1. ## Integrating sqrt(1-sin2x)

Hello,

I'd really appreciate some help with finding the following indefinite integral:

$\displaystyle \int \sqrt{1- \sin 2x}$ $\displaystyle dx$

What I tried is the following:

$\displaystyle \int \sqrt{1- \sin 2x}$ $\displaystyle dx=$

$\displaystyle \int \sqrt{1- 2\sin x \cos x}$ $\displaystyle dx=$

$\displaystyle \int \sqrt{\sin^2x + \cos^2 x - 2\sin x \cos x}$ $\displaystyle dx=$

$\displaystyle \int \sqrt{\sin^2x - 2\sin x \cos x + \cos^2 x }$ $\displaystyle dx=$

$\displaystyle \int \sqrt{(\sin x - \cos x )^2}$ $\displaystyle dx=$

but it would be WRONG to proceed like this:
$\displaystyle \int \sqrt{(\sin x - \cos x )^2}$ $\displaystyle dx=$
$\displaystyle \int (\sin x - \cos x )$ $\displaystyle dx=$
$\displaystyle \int \sin x$ $\displaystyle dx$ $\displaystyle - \int \cos x$ $\displaystyle dx=$
$\displaystyle -\cos x -\sin x +C$

because $\displaystyle \sqrt{a^2}$ could be either $\displaystyle a$ or $\displaystyle -a$ !

■ **Given task 1**
Copy out the listing from its first line through the line containing "pixel 290 347", with both of those lines included.
The integral post and the listing after it are unrelated material.

■ **Task inputs**
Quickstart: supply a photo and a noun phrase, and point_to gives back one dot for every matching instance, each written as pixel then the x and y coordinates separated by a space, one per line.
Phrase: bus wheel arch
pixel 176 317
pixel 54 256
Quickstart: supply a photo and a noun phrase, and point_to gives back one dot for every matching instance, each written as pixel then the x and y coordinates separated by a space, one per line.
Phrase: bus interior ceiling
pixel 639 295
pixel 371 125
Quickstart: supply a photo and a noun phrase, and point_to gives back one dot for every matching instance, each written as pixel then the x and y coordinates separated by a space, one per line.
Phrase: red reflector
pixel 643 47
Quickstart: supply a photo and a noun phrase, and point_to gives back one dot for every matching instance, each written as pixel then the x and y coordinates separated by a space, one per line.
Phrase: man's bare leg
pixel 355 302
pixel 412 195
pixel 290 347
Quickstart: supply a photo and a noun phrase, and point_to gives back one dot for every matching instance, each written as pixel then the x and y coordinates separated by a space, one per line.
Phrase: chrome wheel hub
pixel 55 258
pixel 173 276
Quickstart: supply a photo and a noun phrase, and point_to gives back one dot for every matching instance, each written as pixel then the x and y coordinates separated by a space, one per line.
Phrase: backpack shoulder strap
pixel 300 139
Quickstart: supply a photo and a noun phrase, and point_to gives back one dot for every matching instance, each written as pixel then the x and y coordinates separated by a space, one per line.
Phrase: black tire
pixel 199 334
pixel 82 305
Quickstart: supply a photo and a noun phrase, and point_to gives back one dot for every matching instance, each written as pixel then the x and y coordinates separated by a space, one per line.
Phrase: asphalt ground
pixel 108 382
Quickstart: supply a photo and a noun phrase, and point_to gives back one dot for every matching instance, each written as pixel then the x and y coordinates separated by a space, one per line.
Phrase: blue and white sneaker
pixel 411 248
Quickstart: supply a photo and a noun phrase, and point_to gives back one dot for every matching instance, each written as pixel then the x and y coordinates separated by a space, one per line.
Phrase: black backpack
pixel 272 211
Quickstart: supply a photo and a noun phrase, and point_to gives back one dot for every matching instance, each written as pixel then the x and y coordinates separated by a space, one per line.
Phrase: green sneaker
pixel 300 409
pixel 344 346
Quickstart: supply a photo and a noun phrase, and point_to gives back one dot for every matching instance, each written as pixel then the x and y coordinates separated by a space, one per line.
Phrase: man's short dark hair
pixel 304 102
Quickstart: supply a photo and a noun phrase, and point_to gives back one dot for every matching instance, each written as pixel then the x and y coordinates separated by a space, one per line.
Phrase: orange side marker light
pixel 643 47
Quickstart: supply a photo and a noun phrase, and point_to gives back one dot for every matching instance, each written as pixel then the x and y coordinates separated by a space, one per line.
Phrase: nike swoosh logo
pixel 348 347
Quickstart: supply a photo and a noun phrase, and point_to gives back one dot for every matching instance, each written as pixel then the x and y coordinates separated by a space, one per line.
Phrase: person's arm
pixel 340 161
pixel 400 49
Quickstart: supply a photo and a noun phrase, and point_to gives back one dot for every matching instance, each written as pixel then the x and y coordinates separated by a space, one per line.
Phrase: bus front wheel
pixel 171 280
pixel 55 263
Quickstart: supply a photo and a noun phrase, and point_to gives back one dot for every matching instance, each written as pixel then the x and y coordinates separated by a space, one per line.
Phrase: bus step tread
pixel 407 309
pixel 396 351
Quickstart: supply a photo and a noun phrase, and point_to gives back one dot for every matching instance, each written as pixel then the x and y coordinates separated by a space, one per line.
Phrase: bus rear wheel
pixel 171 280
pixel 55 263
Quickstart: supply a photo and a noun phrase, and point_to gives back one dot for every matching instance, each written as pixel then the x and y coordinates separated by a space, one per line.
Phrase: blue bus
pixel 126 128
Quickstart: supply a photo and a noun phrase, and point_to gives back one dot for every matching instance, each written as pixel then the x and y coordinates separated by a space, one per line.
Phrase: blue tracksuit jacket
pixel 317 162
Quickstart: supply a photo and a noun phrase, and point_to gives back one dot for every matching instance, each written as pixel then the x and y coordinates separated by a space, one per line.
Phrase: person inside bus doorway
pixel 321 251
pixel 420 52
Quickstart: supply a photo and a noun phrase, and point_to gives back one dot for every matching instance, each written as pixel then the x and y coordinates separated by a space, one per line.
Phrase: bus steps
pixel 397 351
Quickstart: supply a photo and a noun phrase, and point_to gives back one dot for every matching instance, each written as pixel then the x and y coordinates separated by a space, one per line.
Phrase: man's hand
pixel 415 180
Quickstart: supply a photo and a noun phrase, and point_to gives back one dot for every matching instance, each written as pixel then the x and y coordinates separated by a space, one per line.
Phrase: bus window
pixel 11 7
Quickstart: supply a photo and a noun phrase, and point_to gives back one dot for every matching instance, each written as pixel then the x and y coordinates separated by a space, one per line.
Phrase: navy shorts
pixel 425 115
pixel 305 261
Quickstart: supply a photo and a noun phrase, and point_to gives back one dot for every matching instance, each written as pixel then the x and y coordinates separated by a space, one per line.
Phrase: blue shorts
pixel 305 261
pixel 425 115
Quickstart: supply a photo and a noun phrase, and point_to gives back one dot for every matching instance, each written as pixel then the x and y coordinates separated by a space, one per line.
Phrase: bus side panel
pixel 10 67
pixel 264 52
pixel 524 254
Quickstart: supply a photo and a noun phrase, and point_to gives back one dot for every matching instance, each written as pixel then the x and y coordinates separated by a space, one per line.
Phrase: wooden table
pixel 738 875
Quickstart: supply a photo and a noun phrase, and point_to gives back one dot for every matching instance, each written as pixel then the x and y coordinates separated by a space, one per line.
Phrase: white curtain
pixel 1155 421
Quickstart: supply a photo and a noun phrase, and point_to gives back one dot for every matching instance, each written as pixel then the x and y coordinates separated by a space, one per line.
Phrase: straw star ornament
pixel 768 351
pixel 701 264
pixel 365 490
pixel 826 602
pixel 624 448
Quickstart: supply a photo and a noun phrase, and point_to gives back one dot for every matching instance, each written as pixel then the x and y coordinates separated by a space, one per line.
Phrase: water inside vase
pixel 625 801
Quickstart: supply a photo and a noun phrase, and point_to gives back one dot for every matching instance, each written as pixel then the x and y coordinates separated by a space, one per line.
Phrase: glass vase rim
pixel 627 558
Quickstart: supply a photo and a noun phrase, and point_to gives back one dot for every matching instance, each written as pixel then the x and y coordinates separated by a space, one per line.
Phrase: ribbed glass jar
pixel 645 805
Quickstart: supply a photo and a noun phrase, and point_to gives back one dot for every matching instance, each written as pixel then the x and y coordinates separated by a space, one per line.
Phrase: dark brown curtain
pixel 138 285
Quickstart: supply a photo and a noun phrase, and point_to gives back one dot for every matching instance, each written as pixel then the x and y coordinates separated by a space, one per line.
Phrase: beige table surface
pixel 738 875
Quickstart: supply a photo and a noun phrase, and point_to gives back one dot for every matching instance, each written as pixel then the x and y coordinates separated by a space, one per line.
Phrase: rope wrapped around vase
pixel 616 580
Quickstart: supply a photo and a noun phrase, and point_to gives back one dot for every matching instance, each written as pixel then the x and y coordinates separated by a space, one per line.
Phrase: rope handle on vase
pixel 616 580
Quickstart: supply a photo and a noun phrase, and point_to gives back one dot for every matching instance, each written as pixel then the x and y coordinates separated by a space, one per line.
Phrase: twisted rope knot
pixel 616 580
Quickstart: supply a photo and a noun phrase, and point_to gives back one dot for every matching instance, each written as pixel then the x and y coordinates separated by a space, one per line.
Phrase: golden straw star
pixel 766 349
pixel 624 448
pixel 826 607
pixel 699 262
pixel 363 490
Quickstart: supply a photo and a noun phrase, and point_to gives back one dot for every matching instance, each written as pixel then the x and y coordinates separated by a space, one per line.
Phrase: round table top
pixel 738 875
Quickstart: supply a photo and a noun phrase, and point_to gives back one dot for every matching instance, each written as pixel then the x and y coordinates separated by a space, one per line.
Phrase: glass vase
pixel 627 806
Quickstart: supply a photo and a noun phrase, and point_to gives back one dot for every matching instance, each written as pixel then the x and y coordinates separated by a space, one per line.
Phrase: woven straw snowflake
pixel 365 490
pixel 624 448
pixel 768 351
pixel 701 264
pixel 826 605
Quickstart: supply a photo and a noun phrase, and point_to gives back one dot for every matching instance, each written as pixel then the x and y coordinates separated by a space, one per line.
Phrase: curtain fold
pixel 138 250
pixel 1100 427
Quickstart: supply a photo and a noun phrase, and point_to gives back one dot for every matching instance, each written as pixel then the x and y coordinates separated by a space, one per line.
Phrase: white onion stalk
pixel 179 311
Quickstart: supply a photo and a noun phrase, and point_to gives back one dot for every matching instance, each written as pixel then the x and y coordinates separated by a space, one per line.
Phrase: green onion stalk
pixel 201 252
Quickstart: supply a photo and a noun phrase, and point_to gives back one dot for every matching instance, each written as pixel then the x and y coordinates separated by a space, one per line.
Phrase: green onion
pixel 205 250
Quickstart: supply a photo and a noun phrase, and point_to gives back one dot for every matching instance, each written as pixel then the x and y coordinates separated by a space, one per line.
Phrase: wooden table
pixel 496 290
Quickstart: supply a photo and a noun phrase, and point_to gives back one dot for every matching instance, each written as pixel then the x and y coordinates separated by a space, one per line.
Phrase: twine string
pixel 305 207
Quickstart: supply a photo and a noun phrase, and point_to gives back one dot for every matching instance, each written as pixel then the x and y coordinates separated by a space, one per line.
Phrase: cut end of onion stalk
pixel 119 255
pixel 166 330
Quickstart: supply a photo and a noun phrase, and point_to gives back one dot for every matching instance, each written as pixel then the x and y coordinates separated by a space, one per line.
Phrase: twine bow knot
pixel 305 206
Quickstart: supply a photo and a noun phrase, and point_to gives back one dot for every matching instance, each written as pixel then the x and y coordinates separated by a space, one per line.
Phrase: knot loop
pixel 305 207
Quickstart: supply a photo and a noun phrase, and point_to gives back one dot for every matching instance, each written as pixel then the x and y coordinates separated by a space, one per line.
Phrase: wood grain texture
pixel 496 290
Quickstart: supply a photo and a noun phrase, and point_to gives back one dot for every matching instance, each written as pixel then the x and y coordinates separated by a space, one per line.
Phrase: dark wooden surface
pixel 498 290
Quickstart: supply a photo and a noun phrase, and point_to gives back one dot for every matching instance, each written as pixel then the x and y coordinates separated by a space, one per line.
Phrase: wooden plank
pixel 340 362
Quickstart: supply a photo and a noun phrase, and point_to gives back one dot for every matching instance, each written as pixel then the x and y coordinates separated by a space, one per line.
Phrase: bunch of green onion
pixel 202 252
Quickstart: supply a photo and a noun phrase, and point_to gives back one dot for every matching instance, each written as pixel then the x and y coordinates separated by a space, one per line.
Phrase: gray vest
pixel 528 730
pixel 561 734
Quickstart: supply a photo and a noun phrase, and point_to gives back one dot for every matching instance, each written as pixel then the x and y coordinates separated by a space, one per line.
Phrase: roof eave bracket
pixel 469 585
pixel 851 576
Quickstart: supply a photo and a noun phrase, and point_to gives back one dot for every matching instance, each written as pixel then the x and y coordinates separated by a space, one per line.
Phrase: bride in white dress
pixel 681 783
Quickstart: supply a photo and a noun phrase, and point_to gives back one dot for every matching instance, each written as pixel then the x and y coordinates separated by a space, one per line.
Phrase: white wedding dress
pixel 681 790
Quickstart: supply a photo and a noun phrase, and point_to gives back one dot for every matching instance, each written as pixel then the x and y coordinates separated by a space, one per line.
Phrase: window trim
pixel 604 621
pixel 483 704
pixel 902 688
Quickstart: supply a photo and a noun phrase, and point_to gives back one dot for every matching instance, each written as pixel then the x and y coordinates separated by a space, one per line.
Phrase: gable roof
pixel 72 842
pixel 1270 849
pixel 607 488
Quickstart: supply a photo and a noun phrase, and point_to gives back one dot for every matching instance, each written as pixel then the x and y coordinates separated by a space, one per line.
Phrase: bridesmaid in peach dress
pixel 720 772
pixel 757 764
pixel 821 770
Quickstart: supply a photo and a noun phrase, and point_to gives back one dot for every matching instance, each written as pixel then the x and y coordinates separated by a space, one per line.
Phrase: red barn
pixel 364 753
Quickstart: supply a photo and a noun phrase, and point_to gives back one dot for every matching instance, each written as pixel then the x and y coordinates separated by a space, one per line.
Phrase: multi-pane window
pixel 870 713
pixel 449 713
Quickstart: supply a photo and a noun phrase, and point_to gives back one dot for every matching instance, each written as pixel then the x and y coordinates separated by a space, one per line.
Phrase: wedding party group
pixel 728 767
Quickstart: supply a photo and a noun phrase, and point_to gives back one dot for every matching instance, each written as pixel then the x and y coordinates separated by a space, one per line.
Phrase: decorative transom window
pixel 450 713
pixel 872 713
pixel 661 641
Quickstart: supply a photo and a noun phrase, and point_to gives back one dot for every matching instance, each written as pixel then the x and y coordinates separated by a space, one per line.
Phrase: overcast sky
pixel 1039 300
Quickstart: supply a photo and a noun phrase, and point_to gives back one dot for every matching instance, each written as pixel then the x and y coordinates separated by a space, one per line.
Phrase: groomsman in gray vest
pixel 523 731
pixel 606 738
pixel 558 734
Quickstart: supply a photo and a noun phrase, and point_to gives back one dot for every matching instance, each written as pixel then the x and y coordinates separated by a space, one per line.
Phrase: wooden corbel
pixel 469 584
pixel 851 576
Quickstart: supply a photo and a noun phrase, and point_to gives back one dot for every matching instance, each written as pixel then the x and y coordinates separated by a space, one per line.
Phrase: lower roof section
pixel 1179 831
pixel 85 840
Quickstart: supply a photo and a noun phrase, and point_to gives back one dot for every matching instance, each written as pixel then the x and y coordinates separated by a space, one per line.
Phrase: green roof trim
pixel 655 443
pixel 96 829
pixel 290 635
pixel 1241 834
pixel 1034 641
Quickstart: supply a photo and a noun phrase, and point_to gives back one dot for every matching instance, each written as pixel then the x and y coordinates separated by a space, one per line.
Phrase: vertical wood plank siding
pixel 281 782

■ **Given task 2**
In the integral post, why would it be wrong to simplify $\sqrt{(\sin x - \cos x)^2}$ to $\sin x - \cos x$?

■ **Answer 1**
Quickstart: supply a photo and a noun phrase, and point_to gives back one dot for every matching instance, each written as pixel then the x and y coordinates separated by a space, one per line.
Phrase: bus wheel arch
pixel 176 317
pixel 54 256
Quickstart: supply a photo and a noun phrase, and point_to gives back one dot for every matching instance, each written as pixel then the x and y coordinates separated by a space, one per line.
Phrase: bus interior ceiling
pixel 639 295
pixel 371 125
Quickstart: supply a photo and a noun phrase, and point_to gives back one dot for every matching instance, each written as pixel then the x and y coordinates separated by a space, one per line.
Phrase: red reflector
pixel 643 47
Quickstart: supply a photo and a noun phrase, and point_to gives back one dot for every matching instance, each written as pixel then the x and y coordinates separated by a space, one per line.
Phrase: man's bare leg
pixel 355 302
pixel 412 195
pixel 290 347

■ **Answer 2**
Because $\sqrt{a^2}$ could be either $a$ or $-a$.